Point placement records
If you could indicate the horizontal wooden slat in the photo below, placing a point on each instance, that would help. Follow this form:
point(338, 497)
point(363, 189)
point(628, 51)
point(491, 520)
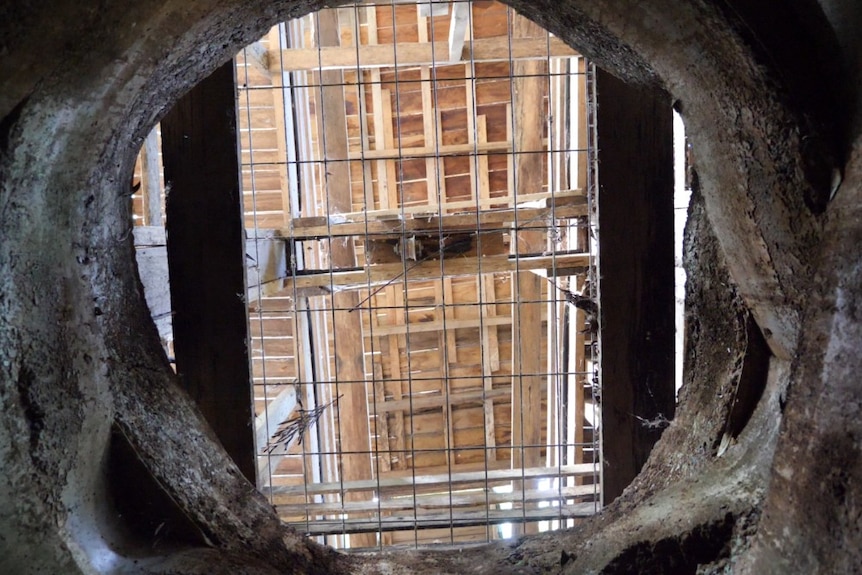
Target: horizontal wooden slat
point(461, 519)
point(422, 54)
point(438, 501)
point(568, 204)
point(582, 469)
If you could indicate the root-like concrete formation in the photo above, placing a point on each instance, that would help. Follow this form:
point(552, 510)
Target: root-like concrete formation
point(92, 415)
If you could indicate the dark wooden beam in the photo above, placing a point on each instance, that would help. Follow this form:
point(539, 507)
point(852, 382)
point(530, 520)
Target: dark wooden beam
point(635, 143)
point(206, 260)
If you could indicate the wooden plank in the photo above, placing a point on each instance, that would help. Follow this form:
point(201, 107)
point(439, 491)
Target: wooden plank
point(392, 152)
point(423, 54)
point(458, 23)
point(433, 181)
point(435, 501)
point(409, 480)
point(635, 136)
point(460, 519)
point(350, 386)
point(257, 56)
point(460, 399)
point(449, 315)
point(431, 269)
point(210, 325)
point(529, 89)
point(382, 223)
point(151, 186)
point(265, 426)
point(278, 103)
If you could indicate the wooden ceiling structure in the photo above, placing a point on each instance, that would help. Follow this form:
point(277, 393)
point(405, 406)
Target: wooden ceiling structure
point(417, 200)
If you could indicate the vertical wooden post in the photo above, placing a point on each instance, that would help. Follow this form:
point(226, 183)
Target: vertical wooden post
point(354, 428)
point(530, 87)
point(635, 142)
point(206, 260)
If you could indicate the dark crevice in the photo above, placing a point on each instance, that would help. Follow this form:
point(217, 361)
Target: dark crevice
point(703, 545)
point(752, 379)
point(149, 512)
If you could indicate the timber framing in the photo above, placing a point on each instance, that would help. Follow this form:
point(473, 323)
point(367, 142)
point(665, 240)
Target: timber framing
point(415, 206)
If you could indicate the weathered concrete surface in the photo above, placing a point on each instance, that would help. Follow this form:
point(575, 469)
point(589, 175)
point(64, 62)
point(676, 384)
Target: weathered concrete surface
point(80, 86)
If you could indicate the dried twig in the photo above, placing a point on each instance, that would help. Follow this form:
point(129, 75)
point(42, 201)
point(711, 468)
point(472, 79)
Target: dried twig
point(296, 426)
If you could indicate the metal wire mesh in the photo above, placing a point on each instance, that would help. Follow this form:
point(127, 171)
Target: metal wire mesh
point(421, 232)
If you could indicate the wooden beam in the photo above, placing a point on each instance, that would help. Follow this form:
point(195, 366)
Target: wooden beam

The problem:
Copy the entries above faithfully and omit every image.

Result below:
If you could indicate the horizontal wooden slat in the photo below, placing a point on each instance, that would help. Follow this form:
point(338, 497)
point(363, 189)
point(628, 51)
point(491, 520)
Target: horizontal wooden slat
point(461, 519)
point(422, 54)
point(438, 501)
point(568, 204)
point(582, 469)
If you could indicate the root-like concrete formation in the photo above, placing a point on each instance, that would help. Follow this form:
point(552, 510)
Target: root-like concrete formation
point(92, 415)
If you could indicate the dark wooden beam in the photo above, placing a point on each instance, that would help. Follow this form:
point(539, 507)
point(852, 382)
point(530, 520)
Target: dark wooden beam
point(635, 143)
point(206, 260)
If you could indicate the wooden plank in the photo above, placing a point on each instance, that would help. Follow this form:
point(201, 107)
point(439, 491)
Target: wooden plank
point(392, 152)
point(423, 54)
point(458, 23)
point(433, 181)
point(435, 501)
point(409, 480)
point(635, 136)
point(460, 519)
point(350, 386)
point(257, 56)
point(460, 399)
point(449, 315)
point(431, 269)
point(210, 325)
point(529, 89)
point(382, 223)
point(151, 186)
point(265, 426)
point(278, 103)
If you could indicate the wooden ceiling structure in the photo above, placing a point on each instance, that would help. Follow this form:
point(277, 393)
point(405, 406)
Target: wooden ceiling structure
point(417, 200)
If you could indicate the vertical wooden post in the photo above, placing a point on each instance, that would help. Follow this form:
point(226, 183)
Target: vertical wooden post
point(354, 428)
point(530, 87)
point(635, 142)
point(206, 260)
If you could indicate the dark crevice in the photo above, placing a point on each instance, that would help. Follow this form:
point(217, 361)
Target: dark crevice
point(703, 545)
point(752, 379)
point(149, 512)
If you could indicate the timber framing in the photo above, placing a point on each instance, that would help. Follow this form:
point(473, 323)
point(367, 142)
point(665, 240)
Target: timber framing
point(415, 206)
If you could indicate the weathered concrete surface in the photo above, placing a point on each instance, that would help. Follow this form:
point(575, 469)
point(589, 175)
point(64, 62)
point(676, 384)
Target: weathered concrete surface
point(80, 86)
If you could indicate the dried twig in the photo above, placing a point on each instance, that would help. Follow this form:
point(129, 75)
point(42, 201)
point(711, 468)
point(472, 79)
Target: dried twig
point(296, 426)
If you could indicate the metal wire mesh in the photo above, placing a point on each instance, that would help. Follow this form:
point(127, 171)
Target: metal wire mesh
point(421, 232)
If you could indicate the wooden beam in the photo above, placing a point on each instance, that would help. Follow this form:
point(195, 366)
Target: wooden beam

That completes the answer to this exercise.